Options for running one job across multiple clustered Pi's?

Moderators: Site Moderators, FAHC Science Team

Post Reply
tvmwd6
Posts: 5
Joined: Fri Sep 03, 2021 3:36 pm

Options for running one job across multiple clustered Pi's?

Post by tvmwd6 »

I'm working on a pi cluster project and trying to figure out the most effective way to use it to run f@h.

I have completed and submitted a WU from a single Pi 3B+ in around 23hrs. Now I'd like to try distributing a WU across multiple Pi's in order to reduce the time to completion. I haven't found a conclusive answer whether f@h is MPI aware or not, if so that would be simple enough. Otherwise what options are available to me? Has anyone done this with non-ARM f@h?

Any insight is appreciated.
MeeLee
Posts: 1339
Joined: Tue Feb 19, 2019 10:16 pm

Re: Options for running one job across multiple clustered Pi

Post by MeeLee »

Fah doesn't work like this.
If you would spread a WU across multiple units, data from one thread will have to move through an immensely slow network connection to another unit.
This data currently is shared amongst CPUs sharing super fast L-cache and fast RAM.
You'll be slowing down the WU by a multitude of 100 times.

The best option is to just load more WUs.
That way your WU will still process in 23 hours, but you now have multiple units, finishing in that time frame.
The best way to do that, is have an OS on each unit, and install FAH on each unit with your username and password.

[Stored records]
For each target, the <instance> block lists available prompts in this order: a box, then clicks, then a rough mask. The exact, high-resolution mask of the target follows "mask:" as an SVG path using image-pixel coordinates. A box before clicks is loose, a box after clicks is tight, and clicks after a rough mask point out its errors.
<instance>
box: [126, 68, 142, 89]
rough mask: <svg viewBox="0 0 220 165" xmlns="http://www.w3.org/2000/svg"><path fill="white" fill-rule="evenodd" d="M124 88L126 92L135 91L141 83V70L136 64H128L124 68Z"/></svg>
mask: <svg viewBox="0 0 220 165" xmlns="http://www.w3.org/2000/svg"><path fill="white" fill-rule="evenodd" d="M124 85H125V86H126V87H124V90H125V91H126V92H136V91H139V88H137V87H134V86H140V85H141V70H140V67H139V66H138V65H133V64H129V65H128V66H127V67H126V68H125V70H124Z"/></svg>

■ ACTIVITY LIST
• A. Repeat word for word the stretch of the Pi cluster thread from "Post by MeeLee" through "username and password.".
• B. Carry on the Pi cluster thread from the point where it stops.
The records are material apart from the Pi cluster thread.

■ PER-TASK OUTPUTS
• A.
Post by MeeLee »

Fah doesn't work like this.
If you would spread a WU across multiple units, data from one thread will have to move through an immensely slow network connection to another unit.
This data currently is shared amongst CPUs sharing super fast L-cache and fast RAM.
You'll be slowing down the WU by a multitude of 100 times.

The best option is to just load more WUs.
That way your WU will still process in 23 hours, but you now have multiple units, finishing in that time frame.
The best way to do that, is have an OS on each unit, and install FAH on each unit with your username and password.

• B.
And let them rip!

I myself use a cluster PC in that manner (2 towers of 20 units). Just x86 boards, not ARM boards, although I do have a 20 cluster ARM unit as well.
ETA_2025
Posts: 73
Joined: Mon Jan 30, 2023 10:43 am
Hardware configuration: NVIDIA RTX 4070
10 x Raspberry Pi 5 Model B 2GB RAM
10 x Raspberry Pi 4 Model B 2GB RAM
Location: VIC, Australia

Re: Options for running one job across multiple clustered Pi's?

Post by ETA_2025 »

It's more than a year since it became possible to do F@H on ARM hardware, and yet there's no ability to process a WU on a cluster of ARM hardware, to enable more projects to be completed on ARM hardware.

Is there a fundamental technical limitation to processing one WU in parallel across multiple Pi's, such as a WU is required to be processed in serial, and thus can't be broken into smaller chunks for processing, or it a case of, new software needs to be created, to allow it?
Image
JimboPalmer
Posts: 2522
Joined: Mon Feb 16, 2009 4:12 am
Location: Greenwood MS USA

Re: Options for running one job across multiple clustered Pi's?

Post by JimboPalmer »

No just the dreadfully slow dara transfer.
Tsar of all the Rushers
I tried to remain childlike, all I achieved was childish.
A friend to those who want no friends
Joe_H
Site Admin
Posts: 7922
Joined: Tue Apr 21, 2009 4:41 pm
Hardware configuration: Mac Pro 2.8 quad 12 GB smp4
MacBook Pro 2.9 i7 8 GB smp2
Location: W. MA

Re: Options for running one job across multiple clustered Pi's?

Post by Joe_H »

JimboPalmer is correct. No new software would be needed to split up processing over multiple networked systems, but the the rate of data transfer over that network would be much too slow.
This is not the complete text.